→ Work task
In the records below, find the line containing "the car door." and restate it and all lines after it exactly, through the last line.

Dataset entries

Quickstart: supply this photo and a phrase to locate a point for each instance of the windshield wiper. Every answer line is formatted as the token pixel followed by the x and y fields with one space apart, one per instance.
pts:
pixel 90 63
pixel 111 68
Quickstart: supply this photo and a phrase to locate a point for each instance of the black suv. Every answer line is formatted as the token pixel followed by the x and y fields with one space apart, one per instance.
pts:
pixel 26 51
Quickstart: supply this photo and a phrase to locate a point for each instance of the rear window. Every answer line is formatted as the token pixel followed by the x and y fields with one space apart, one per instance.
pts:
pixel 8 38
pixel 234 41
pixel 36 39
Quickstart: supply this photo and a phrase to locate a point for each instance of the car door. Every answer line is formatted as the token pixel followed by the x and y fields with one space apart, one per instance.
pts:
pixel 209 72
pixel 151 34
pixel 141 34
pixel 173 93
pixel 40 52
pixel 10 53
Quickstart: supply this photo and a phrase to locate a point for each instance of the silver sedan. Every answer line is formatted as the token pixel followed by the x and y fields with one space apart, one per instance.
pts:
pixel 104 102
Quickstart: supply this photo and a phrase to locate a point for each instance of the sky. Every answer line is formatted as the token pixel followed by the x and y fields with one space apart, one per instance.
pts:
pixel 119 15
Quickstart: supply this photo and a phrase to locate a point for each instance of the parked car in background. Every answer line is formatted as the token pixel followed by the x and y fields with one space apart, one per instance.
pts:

→ Worked solution
Quickstart: supply this photo and a phrase to locate a point for each instance of the car door. Every answer line is formatted as the token pixel followed by the x and y fields with one space apart, one per instance.
pts:
pixel 209 72
pixel 151 34
pixel 141 34
pixel 173 93
pixel 40 52
pixel 10 53
Quickstart: supply this photo and a phrase to locate a point for each instance of the silver sedan. Every answer line is formatted as the token pixel followed by the x and y fields with one space apart, one per instance.
pts:
pixel 104 102
Quickstart: supply this photo and a phrase to locate a point for each instance of the sky. Every answer line is formatted as the token pixel followed by the x and y fields with one space apart, one per instance.
pts:
pixel 119 15
Quickstart: supply this photo and a phrase to locate a point for each instance of the parked car in background. Every answer line is formatted as the token pixel followed by the x and y fields with one space apart, one per instance.
pts:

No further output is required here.